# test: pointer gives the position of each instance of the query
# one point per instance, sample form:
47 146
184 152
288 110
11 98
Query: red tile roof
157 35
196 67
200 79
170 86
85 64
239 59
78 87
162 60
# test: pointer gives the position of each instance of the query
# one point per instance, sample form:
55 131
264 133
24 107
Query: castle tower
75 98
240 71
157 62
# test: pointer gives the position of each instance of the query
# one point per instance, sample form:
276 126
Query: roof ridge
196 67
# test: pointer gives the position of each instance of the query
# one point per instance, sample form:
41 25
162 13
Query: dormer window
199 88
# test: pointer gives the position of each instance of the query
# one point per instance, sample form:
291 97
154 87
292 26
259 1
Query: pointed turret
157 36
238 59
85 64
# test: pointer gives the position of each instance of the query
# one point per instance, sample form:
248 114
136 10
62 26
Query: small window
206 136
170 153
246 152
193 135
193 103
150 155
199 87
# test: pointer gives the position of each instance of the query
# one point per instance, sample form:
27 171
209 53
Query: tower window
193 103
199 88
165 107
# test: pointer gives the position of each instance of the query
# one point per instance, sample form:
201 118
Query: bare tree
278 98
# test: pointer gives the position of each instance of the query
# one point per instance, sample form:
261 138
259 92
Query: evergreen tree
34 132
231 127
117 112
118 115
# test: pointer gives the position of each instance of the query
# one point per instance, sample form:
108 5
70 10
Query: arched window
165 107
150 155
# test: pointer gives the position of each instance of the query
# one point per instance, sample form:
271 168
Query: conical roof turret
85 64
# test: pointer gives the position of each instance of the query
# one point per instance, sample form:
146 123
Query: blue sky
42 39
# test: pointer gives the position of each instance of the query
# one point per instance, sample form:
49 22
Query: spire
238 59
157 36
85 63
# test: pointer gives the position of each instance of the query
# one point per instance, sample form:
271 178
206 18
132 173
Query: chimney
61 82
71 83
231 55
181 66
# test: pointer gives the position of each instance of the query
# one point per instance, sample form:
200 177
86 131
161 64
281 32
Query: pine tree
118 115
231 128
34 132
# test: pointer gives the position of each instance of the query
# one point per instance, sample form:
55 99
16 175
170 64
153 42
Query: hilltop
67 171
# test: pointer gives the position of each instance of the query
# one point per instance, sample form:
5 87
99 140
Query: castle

§ §

#### [The exercise]
Your task is to quote the listing above word for word.

#### [In response]
# test: pointer gives the position of each instance of the query
# one point per instance, sample form:
47 146
184 152
288 110
11 98
Query: red tile roof
157 35
196 67
200 79
170 86
85 64
239 59
78 87
162 60
# test: pointer gives the position of each instance of the query
# one point per instance, sample form:
55 131
264 133
24 107
Query: castle tower
75 98
240 71
157 62
# test: pointer gives the position of each instance of the query
# one point per instance, sample form:
276 126
Query: roof ridge
196 67
# test: pointer gives the position of each instance of the query
# one point per instance, sample form:
41 25
162 13
Query: dormer window
199 88
# test: pointer gives the position of each instance of the query
# one point per instance, sample form:
291 97
154 87
292 26
259 1
Query: pointed turret
157 36
238 59
85 64
# test: pointer gives the position of each instance of the query
# one point per instance, sample form:
248 114
136 10
62 26
Query: small window
206 136
170 153
246 152
193 135
193 103
150 155
199 87
# test: pointer gives the position of each instance of the query
# one point per instance, sample form:
27 171
209 53
Query: tower window
193 103
199 88
165 107
# test: pointer gives the position of each instance of the query
# one point per instance, sample form:
201 118
Query: bare tree
278 98
# test: pointer gives the position of each instance of the query
# one point per instance, sample form:
261 138
259 92
Query: evergreen tree
34 132
231 127
117 112
118 115
# test: pointer gives the position of each instance of the query
# one point per instance, sample form:
108 5
70 10
Query: arched window
165 107
150 155
# test: pointer gives the position of each instance of the query
# one point per instance, sample form:
271 168
Query: conical roof turret
85 64
# test: pointer gives the position of each instance of the query
# one point per instance, sample form:
146 123
Query: blue sky
42 39
# test: pointer gives the position of each instance of the query
# one point per instance, sample form:
49 22
Query: spire
238 59
157 36
85 63
# test: pointer gives the position of each instance of the query
# one point per instance, sample form:
271 178
206 18
132 173
Query: chimney
61 82
71 83
231 55
181 66
# test: pointer gives the position of each instance of the query
# one point per instance, sample form:
200 177
86 131
161 64
281 32
Query: pine tree
118 115
231 128
34 132
# test: pointer gives the position of each instance of the query
# one point per instance, sample form:
55 99
16 175
170 64
153 42
Query: hilltop
67 171
# test: pointer gives the position of each instance of the query
# one point per instance, sample form:
5 87
99 140
Query: castle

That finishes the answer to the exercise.